PROBLEM TO WORK ON: Could you extract every entry below and reproduce it exactly?

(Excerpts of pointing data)

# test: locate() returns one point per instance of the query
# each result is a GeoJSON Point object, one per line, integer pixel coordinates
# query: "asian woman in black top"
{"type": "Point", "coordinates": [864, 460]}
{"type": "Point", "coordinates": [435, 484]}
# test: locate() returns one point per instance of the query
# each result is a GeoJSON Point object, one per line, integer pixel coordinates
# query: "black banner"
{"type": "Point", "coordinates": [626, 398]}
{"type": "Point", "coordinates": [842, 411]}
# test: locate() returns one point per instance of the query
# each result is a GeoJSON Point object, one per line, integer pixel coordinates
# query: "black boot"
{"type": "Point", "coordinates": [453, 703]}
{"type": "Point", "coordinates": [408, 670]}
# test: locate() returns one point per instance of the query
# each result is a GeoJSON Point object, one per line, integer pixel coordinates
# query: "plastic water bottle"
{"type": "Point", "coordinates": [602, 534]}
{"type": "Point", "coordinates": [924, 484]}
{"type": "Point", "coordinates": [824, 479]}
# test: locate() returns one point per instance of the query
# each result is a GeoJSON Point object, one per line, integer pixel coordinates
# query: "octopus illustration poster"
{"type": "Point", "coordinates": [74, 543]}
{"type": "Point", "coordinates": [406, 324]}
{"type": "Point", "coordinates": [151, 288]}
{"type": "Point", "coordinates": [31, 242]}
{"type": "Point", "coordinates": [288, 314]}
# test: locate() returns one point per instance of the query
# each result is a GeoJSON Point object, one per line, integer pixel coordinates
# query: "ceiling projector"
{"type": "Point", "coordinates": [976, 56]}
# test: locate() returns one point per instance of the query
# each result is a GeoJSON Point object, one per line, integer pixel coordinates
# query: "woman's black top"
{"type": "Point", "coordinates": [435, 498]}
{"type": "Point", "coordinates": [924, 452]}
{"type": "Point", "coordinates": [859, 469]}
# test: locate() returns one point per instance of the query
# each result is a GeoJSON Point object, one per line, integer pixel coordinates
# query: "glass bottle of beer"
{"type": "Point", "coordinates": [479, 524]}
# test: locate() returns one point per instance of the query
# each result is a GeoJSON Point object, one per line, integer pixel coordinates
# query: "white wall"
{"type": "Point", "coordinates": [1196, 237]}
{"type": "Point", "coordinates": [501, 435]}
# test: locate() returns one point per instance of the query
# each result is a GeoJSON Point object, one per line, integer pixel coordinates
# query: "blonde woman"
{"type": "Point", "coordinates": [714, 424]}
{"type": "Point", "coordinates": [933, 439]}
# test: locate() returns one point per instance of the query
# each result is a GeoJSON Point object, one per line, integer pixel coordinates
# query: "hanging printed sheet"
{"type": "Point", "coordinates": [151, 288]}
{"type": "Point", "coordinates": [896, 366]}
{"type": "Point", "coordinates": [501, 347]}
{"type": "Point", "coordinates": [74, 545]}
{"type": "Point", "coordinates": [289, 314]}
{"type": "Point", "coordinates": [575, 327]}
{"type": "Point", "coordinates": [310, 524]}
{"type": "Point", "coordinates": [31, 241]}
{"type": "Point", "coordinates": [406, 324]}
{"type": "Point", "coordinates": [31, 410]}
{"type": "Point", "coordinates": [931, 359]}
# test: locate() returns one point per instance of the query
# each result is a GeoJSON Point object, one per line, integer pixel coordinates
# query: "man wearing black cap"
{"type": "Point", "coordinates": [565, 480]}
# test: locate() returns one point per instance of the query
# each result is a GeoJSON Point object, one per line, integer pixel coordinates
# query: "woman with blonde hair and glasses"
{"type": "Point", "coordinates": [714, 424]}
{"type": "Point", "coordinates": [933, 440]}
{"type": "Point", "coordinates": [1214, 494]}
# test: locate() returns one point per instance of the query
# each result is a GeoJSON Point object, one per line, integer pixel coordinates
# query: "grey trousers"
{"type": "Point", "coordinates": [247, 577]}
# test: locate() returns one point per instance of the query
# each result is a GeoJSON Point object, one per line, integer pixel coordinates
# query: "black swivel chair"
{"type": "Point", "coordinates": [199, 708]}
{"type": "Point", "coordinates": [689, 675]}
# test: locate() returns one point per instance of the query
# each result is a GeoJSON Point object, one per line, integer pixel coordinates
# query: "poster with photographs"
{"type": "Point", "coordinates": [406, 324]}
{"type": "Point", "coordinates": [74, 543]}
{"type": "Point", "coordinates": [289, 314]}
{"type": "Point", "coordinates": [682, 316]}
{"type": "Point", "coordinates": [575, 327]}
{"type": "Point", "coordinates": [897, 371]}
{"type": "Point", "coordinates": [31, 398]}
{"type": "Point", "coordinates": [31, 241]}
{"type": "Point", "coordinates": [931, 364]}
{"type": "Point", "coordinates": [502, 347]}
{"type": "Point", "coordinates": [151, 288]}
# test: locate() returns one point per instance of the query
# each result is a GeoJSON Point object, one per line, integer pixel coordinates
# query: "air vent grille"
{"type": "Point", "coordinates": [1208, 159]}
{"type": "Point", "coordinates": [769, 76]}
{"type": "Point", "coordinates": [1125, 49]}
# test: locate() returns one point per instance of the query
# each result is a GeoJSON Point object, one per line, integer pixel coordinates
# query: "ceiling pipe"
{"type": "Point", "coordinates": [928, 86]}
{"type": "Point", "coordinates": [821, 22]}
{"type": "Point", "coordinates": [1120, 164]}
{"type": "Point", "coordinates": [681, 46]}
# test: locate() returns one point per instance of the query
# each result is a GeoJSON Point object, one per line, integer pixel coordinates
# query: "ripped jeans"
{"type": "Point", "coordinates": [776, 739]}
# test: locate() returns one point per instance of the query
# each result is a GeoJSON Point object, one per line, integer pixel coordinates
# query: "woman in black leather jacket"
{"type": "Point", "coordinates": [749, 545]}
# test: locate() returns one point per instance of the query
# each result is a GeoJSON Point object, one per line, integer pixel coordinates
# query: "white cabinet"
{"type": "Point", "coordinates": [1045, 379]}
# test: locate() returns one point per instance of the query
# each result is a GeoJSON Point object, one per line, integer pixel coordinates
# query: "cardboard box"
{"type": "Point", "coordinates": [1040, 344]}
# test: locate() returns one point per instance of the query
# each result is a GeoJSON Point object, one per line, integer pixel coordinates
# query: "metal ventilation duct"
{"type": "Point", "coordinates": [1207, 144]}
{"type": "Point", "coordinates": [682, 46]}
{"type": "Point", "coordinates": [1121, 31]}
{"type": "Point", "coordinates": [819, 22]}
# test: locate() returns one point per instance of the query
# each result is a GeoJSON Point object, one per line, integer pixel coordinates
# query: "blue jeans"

OUTPUT OF THE TASK:
# test: locate() returns one point per instance of the query
# each result is a GeoJSON Point object, one per line, integer pixel coordinates
# query: "asian woman in black top"
{"type": "Point", "coordinates": [864, 460]}
{"type": "Point", "coordinates": [435, 484]}
# test: locate() returns one point per instance of the query
# each result is a GeoJSON Point object, one per line, integer pixel coordinates
# query: "black banner"
{"type": "Point", "coordinates": [626, 398]}
{"type": "Point", "coordinates": [842, 411]}
# test: locate() returns one point per instance of the query
# each result is a GeoJSON Point object, one per line, integer pixel coordinates
# query: "black boot"
{"type": "Point", "coordinates": [453, 703]}
{"type": "Point", "coordinates": [408, 670]}
# test: locate() returns one point per instance of the query
# each result is a GeoJSON Point object, one per line, integer pixel coordinates
# query: "plastic water bottle"
{"type": "Point", "coordinates": [602, 534]}
{"type": "Point", "coordinates": [924, 484]}
{"type": "Point", "coordinates": [824, 479]}
# test: locate() returns one point per instance of the query
# each result is a GeoJSON Point object, one per line, integer pixel coordinates
# query: "octopus illustration poster"
{"type": "Point", "coordinates": [74, 543]}
{"type": "Point", "coordinates": [406, 324]}
{"type": "Point", "coordinates": [151, 288]}
{"type": "Point", "coordinates": [31, 242]}
{"type": "Point", "coordinates": [288, 314]}
# test: locate() returns one point per instance of the query
# each result is a GeoJSON Point object, one per line, integer pixel coordinates
# query: "ceiling projector"
{"type": "Point", "coordinates": [976, 56]}
# test: locate() returns one point per instance of the query
# each result is a GeoJSON Point object, one per line, integer pixel coordinates
# query: "woman's black top"
{"type": "Point", "coordinates": [435, 498]}
{"type": "Point", "coordinates": [924, 452]}
{"type": "Point", "coordinates": [859, 469]}
# test: locate() returns one point per instance of the query
# each result is a GeoJSON Point object, one per line, integer pixel coordinates
# query: "glass bottle of beer"
{"type": "Point", "coordinates": [479, 524]}
# test: locate() returns one point per instance of the query
# each result is a GeoJSON Point object, one per line, integer pixel coordinates
# query: "white wall"
{"type": "Point", "coordinates": [1196, 237]}
{"type": "Point", "coordinates": [501, 435]}
# test: locate() returns one point per instance of the query
# each result is a GeoJSON Point object, one per line, integer pixel coordinates
# query: "blonde woman"
{"type": "Point", "coordinates": [714, 424]}
{"type": "Point", "coordinates": [933, 439]}
# test: locate() returns one point per instance of the query
# each result is a GeoJSON Point object, one per line, integer pixel coordinates
# query: "hanging printed sheet"
{"type": "Point", "coordinates": [151, 288]}
{"type": "Point", "coordinates": [896, 366]}
{"type": "Point", "coordinates": [501, 347]}
{"type": "Point", "coordinates": [74, 545]}
{"type": "Point", "coordinates": [289, 314]}
{"type": "Point", "coordinates": [575, 327]}
{"type": "Point", "coordinates": [310, 524]}
{"type": "Point", "coordinates": [31, 241]}
{"type": "Point", "coordinates": [406, 324]}
{"type": "Point", "coordinates": [31, 410]}
{"type": "Point", "coordinates": [931, 359]}
# test: locate() returns one point per instance of the query
# each result is a GeoJSON Point object, one per line, integer pixel coordinates
# query: "man wearing black cap"
{"type": "Point", "coordinates": [565, 480]}
# test: locate() returns one point per instance of the query
# each result is a GeoJSON Point object, one per line, integer pixel coordinates
# query: "woman with blonde hair and glasses"
{"type": "Point", "coordinates": [714, 424]}
{"type": "Point", "coordinates": [933, 440]}
{"type": "Point", "coordinates": [1214, 494]}
# test: locate() returns one point per instance of the query
# each result is a GeoJSON Point object, one per line, integer pixel coordinates
# query: "grey trousers"
{"type": "Point", "coordinates": [247, 577]}
# test: locate() returns one point per instance of the query
# each result is a GeoJSON Point object, one per line, integer pixel coordinates
# query: "black swivel chair"
{"type": "Point", "coordinates": [199, 708]}
{"type": "Point", "coordinates": [689, 675]}
# test: locate() returns one point per instance of the query
# each result is a GeoJSON Point object, one per line, integer pixel coordinates
# query: "poster with photographs"
{"type": "Point", "coordinates": [406, 324]}
{"type": "Point", "coordinates": [74, 543]}
{"type": "Point", "coordinates": [289, 314]}
{"type": "Point", "coordinates": [682, 316]}
{"type": "Point", "coordinates": [575, 327]}
{"type": "Point", "coordinates": [897, 371]}
{"type": "Point", "coordinates": [31, 398]}
{"type": "Point", "coordinates": [31, 241]}
{"type": "Point", "coordinates": [931, 364]}
{"type": "Point", "coordinates": [502, 347]}
{"type": "Point", "coordinates": [151, 288]}
# test: locate() returns one point per instance of the query
# each result is a GeoJSON Point object, one per line, integer pixel coordinates
# query: "air vent grille"
{"type": "Point", "coordinates": [1208, 159]}
{"type": "Point", "coordinates": [769, 76]}
{"type": "Point", "coordinates": [1125, 49]}
# test: locate() returns one point per instance of the query
# each result is a GeoJSON Point object, one per line, integer pixel coordinates
# query: "ceiling pipe"
{"type": "Point", "coordinates": [928, 86]}
{"type": "Point", "coordinates": [821, 22]}
{"type": "Point", "coordinates": [1120, 164]}
{"type": "Point", "coordinates": [681, 46]}
# test: locate() returns one point per instance of the query
# each result is a GeoJSON Point object, one per line, integer pixel coordinates
# query: "ripped jeans"
{"type": "Point", "coordinates": [776, 739]}
# test: locate() returns one point per instance of the query
# each result is a GeoJSON Point object, one per line, integer pixel coordinates
# query: "woman in black leather jacket"
{"type": "Point", "coordinates": [749, 545]}
# test: locate() returns one point per instance of the query
# each result is a GeoJSON Point object, one per line, integer pixel coordinates
# query: "white cabinet"
{"type": "Point", "coordinates": [1045, 379]}
# test: locate() returns one point per instance of the query
# each result is a GeoJSON Point object, one per line, integer pixel coordinates
# query: "cardboard box"
{"type": "Point", "coordinates": [1040, 344]}
# test: locate() returns one point per instance of the query
# each result is a GeoJSON Point object, one per line, integer pixel coordinates
# query: "metal ventilation duct"
{"type": "Point", "coordinates": [1207, 144]}
{"type": "Point", "coordinates": [682, 46]}
{"type": "Point", "coordinates": [1121, 31]}
{"type": "Point", "coordinates": [819, 22]}
# test: locate() returns one point per instance of the query
# each result is a GeoJSON Point object, one per line, integer pixel coordinates
# query: "blue jeans"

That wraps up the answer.